→ SUPPLIED MATERIAL:
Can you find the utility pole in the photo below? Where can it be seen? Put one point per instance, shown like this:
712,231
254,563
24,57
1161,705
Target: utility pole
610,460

→ EXERCISE BRIEF: Rescale the records by multiplying each point coordinate in the answers by 2.2 and rounding to whole numbers, with halves rounded up. Write out every line of the records again, requests included, and leave all other numbers unchanged.

→ RESPONSE TO THIS TASK:
Can you find the utility pole in the photo below? Where can it be seen? Put one point per instance, shown like this:
712,231
254,563
24,57
1161,705
Target: utility pole
1342,1012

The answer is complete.